YOUR INSTRUCTIONS
Copy the rows below word for word, beginning with the first line and stopping after the line that contains "column 338, row 191". Leave the pictures out of your copy.

╭─ GIVEN RECORDS

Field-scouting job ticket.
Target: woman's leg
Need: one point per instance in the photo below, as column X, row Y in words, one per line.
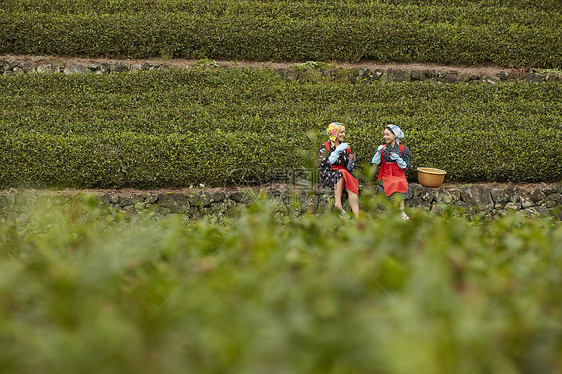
column 353, row 202
column 404, row 215
column 338, row 191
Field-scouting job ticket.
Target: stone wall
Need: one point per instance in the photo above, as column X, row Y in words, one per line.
column 194, row 203
column 297, row 72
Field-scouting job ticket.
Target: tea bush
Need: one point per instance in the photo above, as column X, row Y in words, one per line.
column 85, row 289
column 177, row 128
column 515, row 33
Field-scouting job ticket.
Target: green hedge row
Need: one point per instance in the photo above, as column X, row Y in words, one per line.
column 179, row 127
column 465, row 33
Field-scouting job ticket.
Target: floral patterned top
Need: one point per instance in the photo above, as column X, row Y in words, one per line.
column 328, row 176
column 407, row 156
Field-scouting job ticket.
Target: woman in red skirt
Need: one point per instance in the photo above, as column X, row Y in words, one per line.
column 394, row 159
column 337, row 160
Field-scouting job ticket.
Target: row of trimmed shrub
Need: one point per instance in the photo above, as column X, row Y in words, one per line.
column 466, row 33
column 177, row 128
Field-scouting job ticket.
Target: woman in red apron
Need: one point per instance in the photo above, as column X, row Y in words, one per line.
column 394, row 159
column 337, row 160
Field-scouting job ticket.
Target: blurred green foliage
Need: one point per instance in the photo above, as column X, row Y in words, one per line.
column 180, row 127
column 86, row 289
column 507, row 33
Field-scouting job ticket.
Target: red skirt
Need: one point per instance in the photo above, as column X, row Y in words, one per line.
column 349, row 181
column 393, row 179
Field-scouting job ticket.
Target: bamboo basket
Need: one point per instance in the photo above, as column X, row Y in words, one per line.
column 430, row 177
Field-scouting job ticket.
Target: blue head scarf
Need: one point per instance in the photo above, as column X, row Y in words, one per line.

╰─

OUTPUT FOR THIS EXERCISE
Field-scouting job ticket.
Target: woman's leg
Need: one point per instance in the photo below, as column X, row Y in words, one per line.
column 353, row 202
column 404, row 215
column 338, row 191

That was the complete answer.